Prompt -> Quote the data below word for word, leaving out the pictures.

— START —

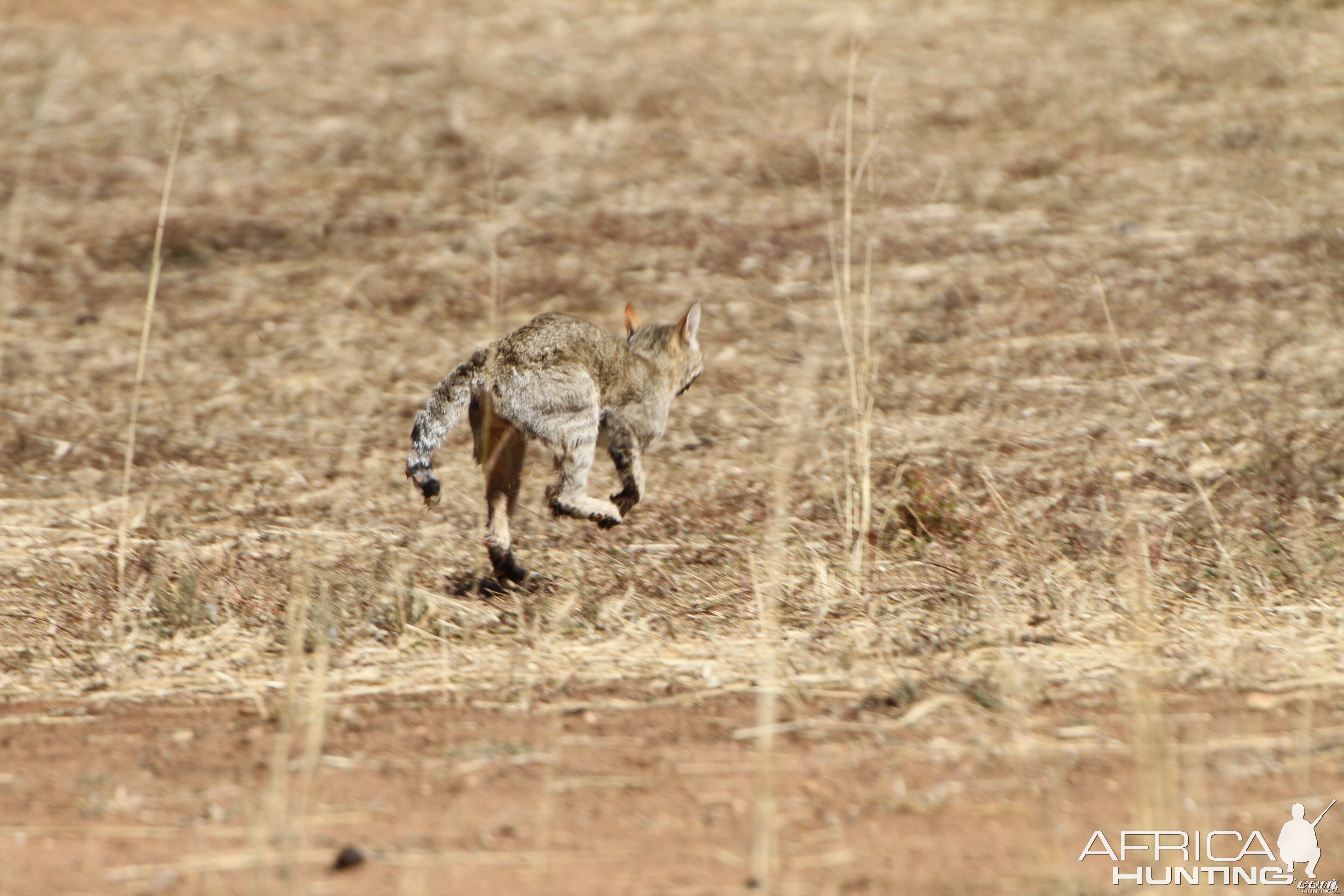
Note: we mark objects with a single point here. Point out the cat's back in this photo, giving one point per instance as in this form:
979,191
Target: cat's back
558,339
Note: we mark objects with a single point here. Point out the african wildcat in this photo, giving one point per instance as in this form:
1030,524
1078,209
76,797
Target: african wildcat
564,382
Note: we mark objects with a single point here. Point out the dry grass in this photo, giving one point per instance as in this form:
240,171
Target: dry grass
363,180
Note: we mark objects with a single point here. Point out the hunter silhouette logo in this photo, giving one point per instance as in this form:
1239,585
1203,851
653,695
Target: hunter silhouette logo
1298,840
1217,858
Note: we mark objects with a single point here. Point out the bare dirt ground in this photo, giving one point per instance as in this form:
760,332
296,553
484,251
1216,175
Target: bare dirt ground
613,797
1098,577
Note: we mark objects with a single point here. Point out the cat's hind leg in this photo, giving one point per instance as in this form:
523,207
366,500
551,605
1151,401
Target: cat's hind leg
501,449
566,495
626,454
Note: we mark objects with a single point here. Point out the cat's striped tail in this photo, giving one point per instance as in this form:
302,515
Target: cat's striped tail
436,421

— END —

The answer ->
Note: we mark objects with a single point here. Point out the cat's back in this photo, giving one point per instance as in this form:
979,191
Target: cat's back
558,339
Note: we mark objects with a single point here. Point out the african wildcat in this photo, giving one point per instance as in this form:
1030,524
1078,209
76,797
Target: african wildcat
564,382
Note: we mark objects with a single point here. Point out the dry grass in this photo, giving one point per instance as in this form:
240,171
Target: dry grass
363,180
Note: we mark objects with a single point here. Point out the hunter silhouette logo in this photo, giving one point per instance as in this form:
1239,585
1203,851
653,695
Target: hunter silhouette logo
1298,840
1217,858
Note: we mark objects with a single point here. Point out the bare dirt ground in this photo, giving one point per instance as in this form:
760,332
296,553
484,251
1216,175
Target: bare dirt ground
613,797
1098,577
Note: we mark objects with a single point here. Point out the cat's hind leg in this photo, giving one point per instance as in this form:
523,207
366,500
551,605
1151,401
Target: cat's hind leg
501,449
566,495
626,454
Note: we mark objects with a single point here. Point out the cat's striped tail in this photo, giving one point per instance as in this form:
302,515
Target: cat's striped tail
436,421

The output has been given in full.